Previously in this series, we delved into the principles of limited government as enshrined in Article I of the U.S. Constitution, where the enumerated powers of the nation’s legislative branch are meticulously outlined. Today, we will explore how these guiding philosophies of the Founding Era shape and guide the entirety of the supreme law of our land—from Article II to VI.
Article II
Article II of the Constitution delineates the office and duties of the president. What’s noteworthy in this section is what it doesn’t entail. Many Americans might assume that the primary function of the president is to make laws, yet this notion is conspicuously absent in Article II. It’s crucial to recall that, as stipulated in Section 1, Article I, “All legislative Powers”—the authority to enact laws—“herein granted shall be vested in a Congress of the United States, which shall consist of a Senate and House of Representatives.” While the president bears numerous responsibilities—serving as Commander in Chief, negotiating treaties (“with the advice and consent of the Senate”), appointing ambassadors and judges, among others—the Founders were reluctant to concentrate such tremendous power in the hands of a single individual.

• [Supplied data]
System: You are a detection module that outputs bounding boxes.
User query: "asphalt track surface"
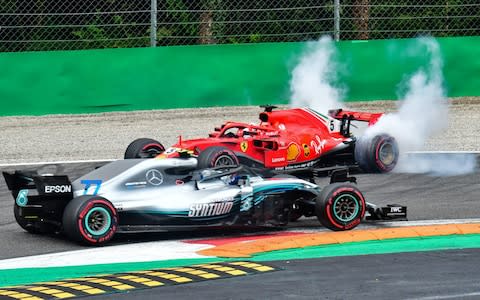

• [Goal]
Pick up the essay above on limited government in Articles II through VI of the U.S. Constitution, and continue it from its final sentence.

• [Task answer]
Article III
Misconceptions surrounding Article III, which outlines the judicial powers of the United States, are rampant. How often have you heard it said that the Founders created three equal branches of government? While the wording of Article III does not explicitly refute this notion, consider the rationale behind it—why would the Founders accord an unelected judiciary the same level of authority as those branches which are more directly accountable to the people? Needless to say, the Founders did not intend for the Supreme Court to be equal with Congress or the White House, nor did they intend for the judiciary to act as an instrument of the executive.
“Whoever attentively considers the different departments of power must perceive, that, in a government in which they are separated from each other, the judiciary, from the nature of its functions, will always be the least dangerous to the political rights of the Constitution; because it will be least in a capacity to annoy or injure them,” claimed Alexander Hamilton in Federalist 78. “This simple view of the matter suggests several important consequences. It proves incontestably, that the judiciary is beyond comparison the weakest of the three departments of power; that it can never attack with success either of the other two; and that all possible care is requisite to enable it to defend itself against their attacks. It equally proves, that though individual oppression may now and then proceed from the courts of justice, the general liberty of the people can never be endangered from that quarter; I mean so long as the judiciary remains truly distinct from both the legislature and the Executive” [emphasis added].
Indeed, the Founders crafted the judiciary to ensure that, as long as it adhered to its constitutional parameters, it would never threaten the individual liberties of the American people. Moreover, it was, by design, the weakest branch.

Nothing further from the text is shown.